** start of Working data **
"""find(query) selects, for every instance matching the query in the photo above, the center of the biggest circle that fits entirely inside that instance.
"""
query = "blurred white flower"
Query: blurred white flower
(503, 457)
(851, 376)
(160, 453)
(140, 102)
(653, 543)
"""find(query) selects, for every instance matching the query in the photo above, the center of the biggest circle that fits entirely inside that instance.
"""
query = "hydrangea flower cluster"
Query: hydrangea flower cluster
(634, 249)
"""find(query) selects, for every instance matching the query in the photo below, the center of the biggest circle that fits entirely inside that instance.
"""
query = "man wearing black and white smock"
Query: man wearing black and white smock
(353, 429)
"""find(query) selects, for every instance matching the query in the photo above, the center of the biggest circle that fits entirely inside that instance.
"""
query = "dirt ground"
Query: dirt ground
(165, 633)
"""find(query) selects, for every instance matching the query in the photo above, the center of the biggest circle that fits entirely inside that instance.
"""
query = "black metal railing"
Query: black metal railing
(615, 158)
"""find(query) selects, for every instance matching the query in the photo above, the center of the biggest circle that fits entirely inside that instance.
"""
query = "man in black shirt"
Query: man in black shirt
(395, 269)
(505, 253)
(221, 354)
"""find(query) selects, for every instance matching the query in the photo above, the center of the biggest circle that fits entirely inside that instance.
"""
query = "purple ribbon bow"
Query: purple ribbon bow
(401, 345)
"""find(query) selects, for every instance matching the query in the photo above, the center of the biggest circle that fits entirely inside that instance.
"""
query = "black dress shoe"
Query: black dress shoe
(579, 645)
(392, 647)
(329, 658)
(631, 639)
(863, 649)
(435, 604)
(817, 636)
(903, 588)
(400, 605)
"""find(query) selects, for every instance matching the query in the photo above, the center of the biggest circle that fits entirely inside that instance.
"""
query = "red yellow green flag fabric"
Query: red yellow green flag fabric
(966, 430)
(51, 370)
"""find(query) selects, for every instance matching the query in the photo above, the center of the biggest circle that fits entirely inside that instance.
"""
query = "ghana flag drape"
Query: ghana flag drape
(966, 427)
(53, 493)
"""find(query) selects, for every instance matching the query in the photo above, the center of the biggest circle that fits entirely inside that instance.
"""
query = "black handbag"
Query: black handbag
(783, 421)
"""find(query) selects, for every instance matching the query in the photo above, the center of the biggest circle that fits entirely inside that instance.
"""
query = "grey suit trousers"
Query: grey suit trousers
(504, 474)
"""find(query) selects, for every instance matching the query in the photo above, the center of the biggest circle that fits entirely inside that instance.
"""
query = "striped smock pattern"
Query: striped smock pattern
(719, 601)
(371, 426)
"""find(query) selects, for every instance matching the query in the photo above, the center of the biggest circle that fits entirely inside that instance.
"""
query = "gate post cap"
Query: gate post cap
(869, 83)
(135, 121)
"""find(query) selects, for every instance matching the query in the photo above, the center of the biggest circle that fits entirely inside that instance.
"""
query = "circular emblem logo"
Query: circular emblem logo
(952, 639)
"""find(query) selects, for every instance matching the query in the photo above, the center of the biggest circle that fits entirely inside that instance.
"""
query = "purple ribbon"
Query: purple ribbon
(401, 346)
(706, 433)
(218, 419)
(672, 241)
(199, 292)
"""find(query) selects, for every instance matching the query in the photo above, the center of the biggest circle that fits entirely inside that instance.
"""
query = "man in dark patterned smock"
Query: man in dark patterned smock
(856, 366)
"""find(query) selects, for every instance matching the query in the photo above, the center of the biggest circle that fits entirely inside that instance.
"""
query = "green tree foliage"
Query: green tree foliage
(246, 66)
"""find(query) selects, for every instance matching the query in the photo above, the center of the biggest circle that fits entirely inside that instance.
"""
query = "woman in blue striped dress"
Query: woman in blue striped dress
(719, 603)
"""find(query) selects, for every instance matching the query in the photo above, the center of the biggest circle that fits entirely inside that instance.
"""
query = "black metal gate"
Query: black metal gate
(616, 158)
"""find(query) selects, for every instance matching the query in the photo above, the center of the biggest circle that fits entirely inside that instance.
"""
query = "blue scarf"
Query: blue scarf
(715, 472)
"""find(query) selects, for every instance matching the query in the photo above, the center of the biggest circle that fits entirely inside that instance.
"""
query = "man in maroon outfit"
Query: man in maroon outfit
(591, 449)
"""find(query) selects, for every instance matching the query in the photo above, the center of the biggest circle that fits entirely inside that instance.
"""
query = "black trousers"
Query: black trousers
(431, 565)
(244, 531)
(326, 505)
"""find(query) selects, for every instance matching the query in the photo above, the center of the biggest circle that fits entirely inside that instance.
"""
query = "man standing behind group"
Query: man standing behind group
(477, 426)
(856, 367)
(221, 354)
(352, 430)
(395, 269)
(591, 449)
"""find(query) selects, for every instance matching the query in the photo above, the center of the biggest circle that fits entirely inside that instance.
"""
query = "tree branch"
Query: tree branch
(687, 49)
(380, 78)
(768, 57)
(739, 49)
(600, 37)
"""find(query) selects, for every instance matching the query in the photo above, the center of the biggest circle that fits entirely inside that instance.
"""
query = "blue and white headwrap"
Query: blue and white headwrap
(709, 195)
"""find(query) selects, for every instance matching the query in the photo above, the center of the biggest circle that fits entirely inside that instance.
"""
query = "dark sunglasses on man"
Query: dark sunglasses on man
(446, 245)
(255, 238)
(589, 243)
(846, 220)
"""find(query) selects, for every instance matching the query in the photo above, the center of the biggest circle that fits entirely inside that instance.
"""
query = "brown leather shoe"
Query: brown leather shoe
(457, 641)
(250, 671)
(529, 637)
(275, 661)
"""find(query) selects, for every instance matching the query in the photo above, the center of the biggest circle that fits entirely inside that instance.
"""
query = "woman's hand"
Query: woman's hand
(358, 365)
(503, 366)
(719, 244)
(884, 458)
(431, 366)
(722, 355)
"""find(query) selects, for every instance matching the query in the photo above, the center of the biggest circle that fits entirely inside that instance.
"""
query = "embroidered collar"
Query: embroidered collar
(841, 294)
** end of Working data **
What the task asks
Give a word-for-word copy of the records.

Solution below
"""find(query) selects, for every instance matching the query in the photo above, the center of the biggest circle that fits entirely inside that instance.
"""
query = "blurred white flower"
Query: blurred white flower
(503, 457)
(851, 376)
(160, 453)
(140, 102)
(653, 543)
"""find(query) selects, for every instance matching the query in the photo above, the center of the biggest circle that fits entirely inside that instance.
"""
query = "hydrangea flower cluster"
Query: hydrangea flower cluster
(634, 249)
"""find(query) selects, for every instance matching the query in the photo below, the center of the biggest circle that fits entirely inside that instance.
"""
query = "man wearing black and white smock"
Query: man wearing black and white smock
(353, 429)
"""find(query) selects, for every instance matching the query in the photo above, the center of the biggest circle that fits entirely inside that instance.
"""
query = "dirt ground"
Query: dirt ground
(165, 633)
"""find(query) selects, for every instance matching the query in the photo above, the center of the biggest circle that fits entirely inside that instance.
"""
query = "black metal railing"
Query: black metal railing
(615, 158)
"""find(query) selects, for every instance matching the query in the photo above, the center of the biggest circle that fits entirely inside that instance.
"""
query = "man in black shirt"
Query: man in black shirt
(395, 269)
(505, 253)
(221, 354)
"""find(query) selects, for every instance matching the query in the photo above, the center of the biggest circle that fits entirely inside that instance.
"""
query = "purple ribbon bow"
Query: purple ribbon bow
(401, 345)
"""find(query) selects, for every instance matching the query in the photo above, the center of the biggest circle that fits entirely inside that instance.
"""
query = "black dress shoe"
Query: black dress shoe
(579, 645)
(392, 647)
(329, 658)
(631, 639)
(863, 649)
(435, 604)
(817, 636)
(903, 588)
(400, 605)
"""find(query) selects, for every instance matching the query in the photo above, the center of the biggest circle that fits entirely inside that instance.
"""
query = "red yellow green flag fabric"
Query: red yellow green flag fabric
(966, 430)
(51, 370)
"""find(query) selects, for every instance matching the query in the photo above, the center of the biggest circle that fits entirely inside that instance.
"""
query = "ghana flag drape"
Query: ghana flag drape
(966, 427)
(53, 493)
"""find(query) selects, for every instance matching the query in the photo above, the center of the biggest circle that fits entirely inside that instance.
"""
query = "black handbag"
Query: black handbag
(783, 421)
"""find(query) selects, for every instance matching the query in the photo above, the center of the biggest circle that fits entirely inside that instance.
"""
query = "grey suit trousers"
Query: grey suit trousers
(504, 474)
"""find(query) selects, for every instance matching the query in the photo above, the center of the biggest circle that fits entirely inside that instance.
"""
query = "striped smock pattern"
Query: striped smock pattern
(719, 601)
(371, 426)
"""find(query) selects, for every instance matching the query in the photo above, the center of the biggest circle that fits entirely inside that instance.
"""
query = "gate post cap"
Query: gate post cap
(869, 83)
(135, 121)
"""find(query) selects, for every instance matching the query in the photo above, the center of the biggest circle that fits entirely inside that instance.
"""
query = "circular emblem logo"
Query: circular emblem logo
(952, 639)
"""find(query) selects, for every instance matching the query in the photo above, the center of the biggest circle that fits entirely inside that instance.
"""
query = "purple ribbon"
Query: purple ribbon
(401, 346)
(706, 433)
(218, 419)
(672, 241)
(199, 292)
"""find(query) selects, for every instance matching the query in the photo above, the center of the biggest circle that fits entirely inside that instance.
"""
query = "man in dark patterned smock"
Query: man in dark patterned smock
(856, 366)
"""find(query) selects, for every instance matching the query in the photo above, the center of the biggest circle that fits entirely inside that instance.
"""
query = "green tree foliage"
Query: green tree foliage
(246, 66)
"""find(query) selects, for every instance matching the query in the photo above, the center of the biggest circle that fits entirely inside that instance.
"""
query = "woman in blue striped dress"
Query: woman in blue striped dress
(719, 603)
"""find(query) selects, for every instance matching the query in the photo above, the center of the biggest circle that fits entirely inside that instance.
"""
query = "black metal gate"
Query: black metal gate
(616, 158)
"""find(query) selects, for every instance matching the query in the photo above, the center of the biggest circle that fits entirely inside that instance.
"""
query = "blue scarf"
Query: blue scarf
(715, 472)
"""find(query) selects, for every instance matching the query in the photo above, the center of the biggest circle that fits entirely inside that instance.
"""
query = "man in maroon outfit"
Query: man in maroon outfit
(591, 449)
"""find(query) selects, for every instance matching the query in the photo above, the center of the biggest circle that fits entirely inside that instance.
"""
query = "black trousers"
Query: black trousers
(431, 565)
(244, 531)
(326, 505)
"""find(query) selects, for every instance matching the query in the photo above, the center of the biggest circle that fits entirely inside that instance.
"""
query = "man standing behind group"
Query: man standing behind group
(477, 426)
(856, 367)
(221, 354)
(352, 430)
(395, 269)
(591, 449)
"""find(query) selects, for every instance matching the query in the photo above, the center of the biggest circle that fits entirely inside that instance.
"""
query = "tree branch"
Query: tree branch
(687, 49)
(380, 78)
(768, 57)
(739, 49)
(600, 37)
"""find(query) selects, for every instance matching the query in the photo above, the center of the biggest circle that fits entirely inside that instance.
"""
query = "blue and white headwrap"
Query: blue and white headwrap
(709, 195)
"""find(query) selects, for every instance matching the query in the photo above, the center of the biggest circle that fits entirely inside that instance.
"""
query = "dark sunglasses on man"
Query: dark sunglasses on man
(446, 245)
(255, 238)
(589, 243)
(846, 220)
"""find(query) selects, for every instance matching the query in the photo above, the center of the biggest circle that fits entirely inside that instance.
"""
query = "brown leather shoe"
Query: brown leather shoe
(457, 641)
(250, 671)
(529, 637)
(275, 661)
"""find(query) selects, for every instance matching the query in the photo above, the center of the biggest circle that fits entirely inside that instance.
"""
query = "woman's hand"
Query: woman's hand
(358, 365)
(503, 366)
(719, 244)
(884, 458)
(431, 366)
(722, 355)
"""find(query) selects, for every instance matching the query in the photo above, the center of the biggest circle that fits entirely inside that instance.
"""
query = "embroidered collar"
Query: embroidered collar
(841, 294)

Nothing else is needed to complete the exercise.